──────── Information supplied

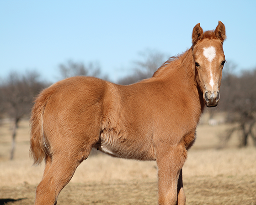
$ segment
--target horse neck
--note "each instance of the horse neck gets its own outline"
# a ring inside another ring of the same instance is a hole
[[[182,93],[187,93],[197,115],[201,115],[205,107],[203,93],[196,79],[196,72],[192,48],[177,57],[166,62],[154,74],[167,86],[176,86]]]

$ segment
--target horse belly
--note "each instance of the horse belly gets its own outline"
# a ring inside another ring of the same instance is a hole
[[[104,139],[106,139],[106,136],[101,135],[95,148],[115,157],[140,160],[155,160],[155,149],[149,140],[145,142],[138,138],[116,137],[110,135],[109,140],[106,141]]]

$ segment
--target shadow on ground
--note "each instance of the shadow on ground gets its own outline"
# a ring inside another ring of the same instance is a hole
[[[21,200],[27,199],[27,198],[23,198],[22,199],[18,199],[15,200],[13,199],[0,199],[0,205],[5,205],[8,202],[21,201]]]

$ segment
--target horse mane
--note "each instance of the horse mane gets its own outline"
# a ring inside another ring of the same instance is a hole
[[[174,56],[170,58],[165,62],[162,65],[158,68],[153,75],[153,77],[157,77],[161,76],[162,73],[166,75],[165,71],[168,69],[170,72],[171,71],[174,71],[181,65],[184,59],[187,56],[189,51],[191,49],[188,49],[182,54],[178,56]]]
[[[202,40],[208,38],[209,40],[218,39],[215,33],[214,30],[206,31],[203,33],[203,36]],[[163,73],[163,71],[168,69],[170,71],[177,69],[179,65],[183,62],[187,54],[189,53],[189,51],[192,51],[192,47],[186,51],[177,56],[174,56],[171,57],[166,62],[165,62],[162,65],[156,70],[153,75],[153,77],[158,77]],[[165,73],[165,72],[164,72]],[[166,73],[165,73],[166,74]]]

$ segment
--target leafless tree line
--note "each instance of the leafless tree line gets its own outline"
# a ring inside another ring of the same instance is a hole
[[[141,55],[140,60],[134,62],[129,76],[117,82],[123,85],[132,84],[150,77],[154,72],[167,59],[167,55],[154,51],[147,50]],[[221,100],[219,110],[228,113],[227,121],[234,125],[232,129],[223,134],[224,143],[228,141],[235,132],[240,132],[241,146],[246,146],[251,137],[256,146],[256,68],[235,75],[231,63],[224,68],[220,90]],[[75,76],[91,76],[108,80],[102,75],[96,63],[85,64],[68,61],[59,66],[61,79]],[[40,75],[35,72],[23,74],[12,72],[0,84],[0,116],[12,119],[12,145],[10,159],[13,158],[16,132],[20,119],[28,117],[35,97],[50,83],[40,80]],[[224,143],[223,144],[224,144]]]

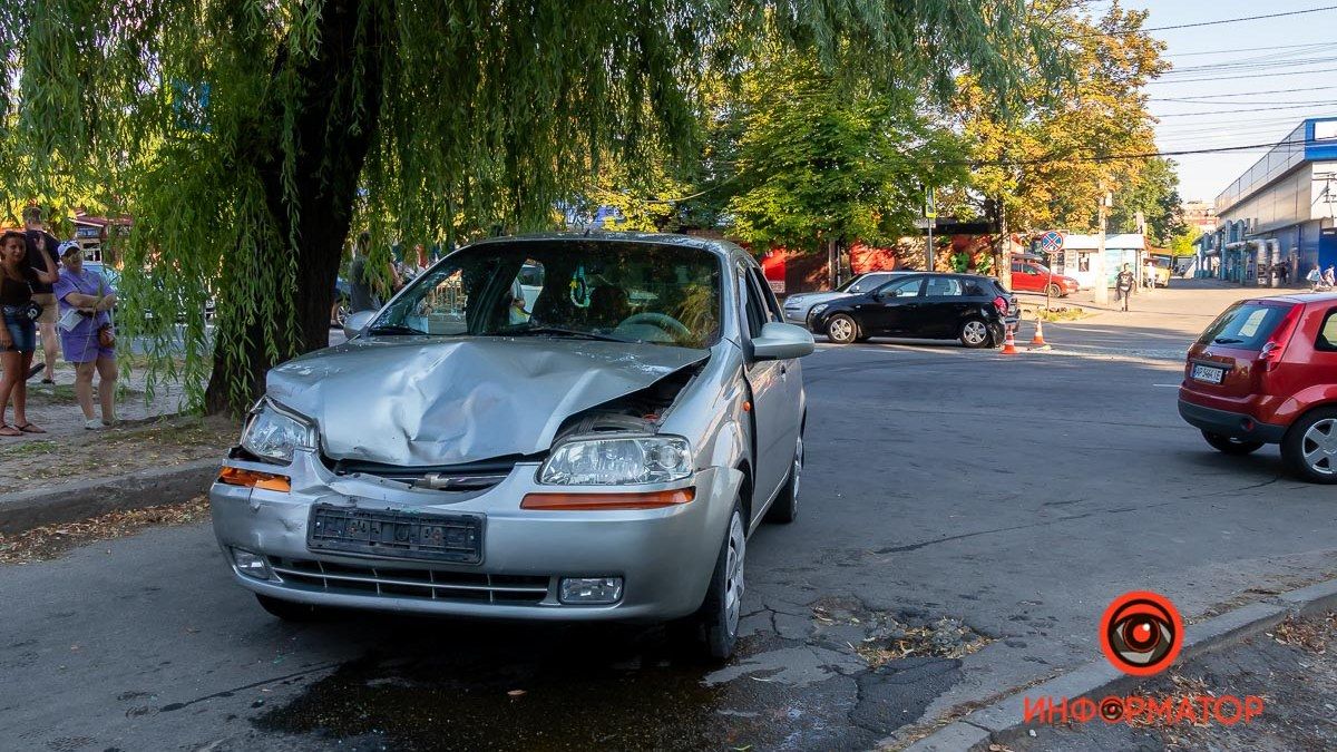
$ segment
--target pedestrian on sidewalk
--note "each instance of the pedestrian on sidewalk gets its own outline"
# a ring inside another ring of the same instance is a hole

────────────────
──────── Information supplied

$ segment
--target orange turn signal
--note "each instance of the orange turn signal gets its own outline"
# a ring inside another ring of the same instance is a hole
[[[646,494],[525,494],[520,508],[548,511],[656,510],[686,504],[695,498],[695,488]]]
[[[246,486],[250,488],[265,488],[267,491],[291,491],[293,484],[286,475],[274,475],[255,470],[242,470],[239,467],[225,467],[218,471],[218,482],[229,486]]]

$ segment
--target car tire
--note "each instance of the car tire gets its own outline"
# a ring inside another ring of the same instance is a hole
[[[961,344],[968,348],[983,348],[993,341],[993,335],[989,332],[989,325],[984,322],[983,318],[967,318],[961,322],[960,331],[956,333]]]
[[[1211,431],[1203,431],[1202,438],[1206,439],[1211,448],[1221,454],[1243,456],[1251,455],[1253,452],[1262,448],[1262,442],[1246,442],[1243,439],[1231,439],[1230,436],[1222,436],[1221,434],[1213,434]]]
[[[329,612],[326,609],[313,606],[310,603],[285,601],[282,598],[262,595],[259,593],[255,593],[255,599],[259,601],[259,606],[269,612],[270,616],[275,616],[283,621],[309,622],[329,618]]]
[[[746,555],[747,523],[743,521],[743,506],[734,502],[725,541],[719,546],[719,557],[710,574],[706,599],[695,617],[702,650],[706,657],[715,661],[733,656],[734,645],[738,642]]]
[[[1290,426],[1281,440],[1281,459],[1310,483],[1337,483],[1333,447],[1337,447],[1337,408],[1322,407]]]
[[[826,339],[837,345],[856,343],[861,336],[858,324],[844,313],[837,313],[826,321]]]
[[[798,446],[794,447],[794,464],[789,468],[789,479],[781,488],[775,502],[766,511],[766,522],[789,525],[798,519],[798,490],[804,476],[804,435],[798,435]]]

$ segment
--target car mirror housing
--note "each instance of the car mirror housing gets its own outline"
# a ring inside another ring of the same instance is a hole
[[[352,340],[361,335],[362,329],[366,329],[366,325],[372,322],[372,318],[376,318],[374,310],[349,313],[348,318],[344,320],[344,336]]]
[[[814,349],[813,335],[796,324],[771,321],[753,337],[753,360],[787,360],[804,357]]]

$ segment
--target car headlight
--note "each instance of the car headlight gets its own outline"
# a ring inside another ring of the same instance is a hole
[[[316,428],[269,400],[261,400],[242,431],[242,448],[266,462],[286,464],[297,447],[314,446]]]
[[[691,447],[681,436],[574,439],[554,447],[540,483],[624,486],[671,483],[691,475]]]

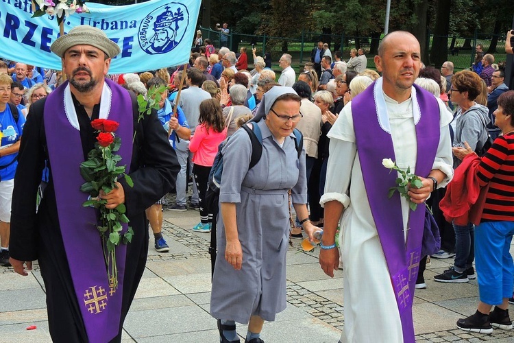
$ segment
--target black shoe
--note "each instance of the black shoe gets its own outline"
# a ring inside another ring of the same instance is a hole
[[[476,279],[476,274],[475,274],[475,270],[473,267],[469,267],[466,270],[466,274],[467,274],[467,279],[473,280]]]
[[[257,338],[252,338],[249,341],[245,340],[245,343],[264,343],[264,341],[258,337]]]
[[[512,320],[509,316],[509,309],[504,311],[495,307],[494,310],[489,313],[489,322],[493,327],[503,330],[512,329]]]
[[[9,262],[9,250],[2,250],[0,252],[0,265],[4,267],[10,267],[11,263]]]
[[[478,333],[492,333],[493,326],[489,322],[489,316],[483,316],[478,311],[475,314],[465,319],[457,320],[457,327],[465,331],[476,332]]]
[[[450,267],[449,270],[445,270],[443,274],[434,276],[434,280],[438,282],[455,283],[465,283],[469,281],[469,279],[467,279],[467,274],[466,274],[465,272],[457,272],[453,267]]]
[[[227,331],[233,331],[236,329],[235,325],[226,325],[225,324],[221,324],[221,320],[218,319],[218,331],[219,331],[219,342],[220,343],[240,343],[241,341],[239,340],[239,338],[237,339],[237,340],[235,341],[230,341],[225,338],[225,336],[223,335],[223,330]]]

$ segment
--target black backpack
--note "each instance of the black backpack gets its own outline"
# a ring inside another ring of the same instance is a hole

────────────────

Which lines in the records contain the word "sidewalk"? Locate each one and copy it out, treating uppercase and lowercase letters as different.

Completed exercise:
--target pedestrian on sidewalk
--note "each instance of the pedestrian on sidewalk gets its own outline"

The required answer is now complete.